━━━ Records for the exercise ━━━

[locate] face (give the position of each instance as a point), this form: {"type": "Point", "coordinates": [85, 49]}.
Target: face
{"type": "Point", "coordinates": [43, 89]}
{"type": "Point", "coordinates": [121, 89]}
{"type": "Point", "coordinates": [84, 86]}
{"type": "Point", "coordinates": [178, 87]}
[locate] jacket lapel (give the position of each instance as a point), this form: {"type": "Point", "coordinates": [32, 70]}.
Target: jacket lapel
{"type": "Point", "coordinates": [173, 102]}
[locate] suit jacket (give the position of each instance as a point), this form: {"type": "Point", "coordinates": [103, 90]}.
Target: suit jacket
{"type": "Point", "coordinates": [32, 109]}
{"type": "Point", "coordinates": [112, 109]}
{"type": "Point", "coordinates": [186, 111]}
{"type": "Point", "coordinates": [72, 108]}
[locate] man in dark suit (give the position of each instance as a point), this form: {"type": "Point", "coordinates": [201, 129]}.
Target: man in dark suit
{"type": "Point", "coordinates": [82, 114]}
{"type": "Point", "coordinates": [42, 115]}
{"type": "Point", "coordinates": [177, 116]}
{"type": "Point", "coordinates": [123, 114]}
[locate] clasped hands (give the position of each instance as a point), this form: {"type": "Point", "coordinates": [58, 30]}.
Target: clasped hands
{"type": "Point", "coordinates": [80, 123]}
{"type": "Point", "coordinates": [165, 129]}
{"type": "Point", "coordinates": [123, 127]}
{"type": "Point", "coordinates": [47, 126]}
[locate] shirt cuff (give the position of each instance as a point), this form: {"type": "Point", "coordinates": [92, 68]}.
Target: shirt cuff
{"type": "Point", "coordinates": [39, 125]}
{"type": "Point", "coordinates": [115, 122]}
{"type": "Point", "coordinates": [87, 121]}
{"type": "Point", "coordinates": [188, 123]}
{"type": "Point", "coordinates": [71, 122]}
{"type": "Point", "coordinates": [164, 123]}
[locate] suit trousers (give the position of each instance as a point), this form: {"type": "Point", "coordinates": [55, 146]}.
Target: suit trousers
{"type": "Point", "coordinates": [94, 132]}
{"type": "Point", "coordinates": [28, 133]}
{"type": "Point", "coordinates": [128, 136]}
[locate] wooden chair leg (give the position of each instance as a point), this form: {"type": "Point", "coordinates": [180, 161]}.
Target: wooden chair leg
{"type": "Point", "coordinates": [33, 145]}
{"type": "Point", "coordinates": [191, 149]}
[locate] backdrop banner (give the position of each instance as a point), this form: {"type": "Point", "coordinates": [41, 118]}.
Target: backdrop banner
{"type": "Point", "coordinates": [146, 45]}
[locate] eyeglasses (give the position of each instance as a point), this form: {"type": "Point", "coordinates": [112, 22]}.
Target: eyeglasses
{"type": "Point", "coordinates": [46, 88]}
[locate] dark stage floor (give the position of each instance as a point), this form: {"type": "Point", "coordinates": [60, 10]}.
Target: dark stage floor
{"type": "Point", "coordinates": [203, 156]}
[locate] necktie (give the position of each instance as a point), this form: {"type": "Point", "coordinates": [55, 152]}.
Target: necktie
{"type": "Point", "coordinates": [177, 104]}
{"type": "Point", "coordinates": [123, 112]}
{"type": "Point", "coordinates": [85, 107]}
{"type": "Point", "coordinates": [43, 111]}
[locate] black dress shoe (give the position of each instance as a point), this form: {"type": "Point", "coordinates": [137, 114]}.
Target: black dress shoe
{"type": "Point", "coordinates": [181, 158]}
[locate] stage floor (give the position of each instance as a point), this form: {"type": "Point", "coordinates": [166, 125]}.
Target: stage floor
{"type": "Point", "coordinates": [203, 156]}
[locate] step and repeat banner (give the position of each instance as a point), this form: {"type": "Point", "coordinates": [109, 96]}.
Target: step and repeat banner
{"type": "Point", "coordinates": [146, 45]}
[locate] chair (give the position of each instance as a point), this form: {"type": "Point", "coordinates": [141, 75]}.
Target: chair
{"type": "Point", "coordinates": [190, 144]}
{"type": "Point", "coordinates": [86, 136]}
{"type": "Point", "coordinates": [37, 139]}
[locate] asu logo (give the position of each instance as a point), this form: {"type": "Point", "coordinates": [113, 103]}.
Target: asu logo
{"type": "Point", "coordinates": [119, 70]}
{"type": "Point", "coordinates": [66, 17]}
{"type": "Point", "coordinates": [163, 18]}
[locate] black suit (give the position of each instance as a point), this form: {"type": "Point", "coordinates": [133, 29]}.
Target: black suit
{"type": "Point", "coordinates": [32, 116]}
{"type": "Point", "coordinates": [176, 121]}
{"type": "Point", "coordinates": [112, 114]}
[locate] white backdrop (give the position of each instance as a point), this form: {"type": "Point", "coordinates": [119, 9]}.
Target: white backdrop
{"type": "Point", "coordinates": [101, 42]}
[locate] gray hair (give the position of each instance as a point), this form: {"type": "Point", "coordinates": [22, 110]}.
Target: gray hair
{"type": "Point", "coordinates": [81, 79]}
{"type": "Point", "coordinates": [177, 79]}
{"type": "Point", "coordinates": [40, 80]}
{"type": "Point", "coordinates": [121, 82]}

━━━

## What to produce
Starting at the line containing "[locate] gray hair" and ending at the last line, write those lines out again with "gray hair" changed to "silver hair" and nothing else altered.

## Exercise response
[locate] silver hair (give the position of each instance as a point), this form: {"type": "Point", "coordinates": [22, 110]}.
Target: silver hair
{"type": "Point", "coordinates": [81, 79]}
{"type": "Point", "coordinates": [177, 79]}
{"type": "Point", "coordinates": [40, 80]}
{"type": "Point", "coordinates": [121, 82]}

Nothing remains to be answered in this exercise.